** Text excerpt **
>> begin

The state of CSS bricklaying.

2017 brought along the last item needed for the perfect CSS Layout : CSS Grid.

And now that CSS Grid is supported by all modern browsers this gives 3 main layout systems to choose from when trying to build the perfect layout:

One must wonder if they cannot help us build the masonry grid every client has been drooling for for the last couple of years.

I want that Pinterest thing to list my cupcakes! — A Happy Client

Sure you can! There’s plenty of articles out there about Pure CSS Masonry solutions…

Cough cough, before throwing all arms in the air, let’s review the requirements of a Masonry layout.

What is a masonry layout?

We’re all familiar with what it should look like : a wall of bricks of different heights. But there are 3 important technical requirements to take into acount when building it. And every “Pure CSS Masonry” solutions out there ignores the °2.

A masonry layout follows 3 requirements illustrated above and listed below

Masonry layout

A masonry layout follows 3 requirements illustrated above and listed below

1. Every block has a different height.

That’s the perk, your bricks don’t have to share the same height, no matter where they are painted on the page. They contain an image, every ratio of those being unique, every height of their parent is also unique. Be yourself little brick, be different and proud!

2. The bricks are listed horizontally.

Even though those items appear to be stacked on top of each other in their respective columns, they should not be ordered within this column. Check the image above, that is how the order should flow: horizontally within the viewport so recent elements live on top. Why you ask?

What do you mean my 4th most popular cupcake is below the fold? — An Angry Client

Seriously though, Pinterest would have never introduced the Masonry layout had they not been able to present it with an horizontal flow.

3. The number of columns is controlled and defined

You don’t want those columns to shrink or overflow the available space in your container. They have to be contained. My masonry has 5 columns, each taking 20% of the viewport or so and I should be able to easily change those parameters according to the viewport width.

>> end

** Dataset extract **
>> begin

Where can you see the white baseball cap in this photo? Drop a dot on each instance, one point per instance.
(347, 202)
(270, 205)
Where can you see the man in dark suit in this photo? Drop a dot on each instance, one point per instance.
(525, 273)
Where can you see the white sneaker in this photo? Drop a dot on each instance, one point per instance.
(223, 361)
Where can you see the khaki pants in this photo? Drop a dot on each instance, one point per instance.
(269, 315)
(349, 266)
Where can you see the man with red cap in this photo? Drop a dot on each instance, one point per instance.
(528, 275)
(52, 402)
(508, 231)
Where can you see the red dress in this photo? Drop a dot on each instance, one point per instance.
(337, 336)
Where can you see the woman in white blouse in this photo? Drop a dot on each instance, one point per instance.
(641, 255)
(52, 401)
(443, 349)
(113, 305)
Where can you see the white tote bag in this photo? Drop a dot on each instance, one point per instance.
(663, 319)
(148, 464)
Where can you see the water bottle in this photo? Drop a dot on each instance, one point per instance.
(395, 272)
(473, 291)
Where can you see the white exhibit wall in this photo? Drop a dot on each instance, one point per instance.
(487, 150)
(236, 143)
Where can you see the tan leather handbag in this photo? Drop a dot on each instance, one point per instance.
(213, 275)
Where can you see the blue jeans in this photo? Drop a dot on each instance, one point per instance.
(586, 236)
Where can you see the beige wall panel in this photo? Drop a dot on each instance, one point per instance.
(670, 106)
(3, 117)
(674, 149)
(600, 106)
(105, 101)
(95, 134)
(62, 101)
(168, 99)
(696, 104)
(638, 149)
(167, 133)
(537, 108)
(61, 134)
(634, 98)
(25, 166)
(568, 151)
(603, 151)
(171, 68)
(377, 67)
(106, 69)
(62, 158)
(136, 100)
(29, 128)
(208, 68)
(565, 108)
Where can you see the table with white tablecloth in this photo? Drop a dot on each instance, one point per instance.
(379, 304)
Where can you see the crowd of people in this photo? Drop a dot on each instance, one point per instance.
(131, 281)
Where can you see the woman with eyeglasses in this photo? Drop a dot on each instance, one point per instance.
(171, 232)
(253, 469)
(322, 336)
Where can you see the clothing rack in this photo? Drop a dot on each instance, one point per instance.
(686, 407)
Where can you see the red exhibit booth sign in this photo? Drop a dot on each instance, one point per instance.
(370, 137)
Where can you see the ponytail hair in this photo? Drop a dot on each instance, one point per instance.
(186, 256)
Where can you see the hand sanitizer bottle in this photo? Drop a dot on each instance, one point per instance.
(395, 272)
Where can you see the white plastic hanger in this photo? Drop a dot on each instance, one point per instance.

>> end

** What is asked **
Please rewrite the text on masonry layouts, starting at "And now that" and ending at "couple of years.", with "modern browsers" replaced by "current browsers". The rows that come after the text on masonry layouts are separate material.

** Answer to this exercise **
And now that CSS Grid is supported by all current browsers this gives 3 main layout systems to choose from when trying to build the perfect layout:

One must wonder if they cannot help us build the masonry grid every client has been drooling for for the last couple of years.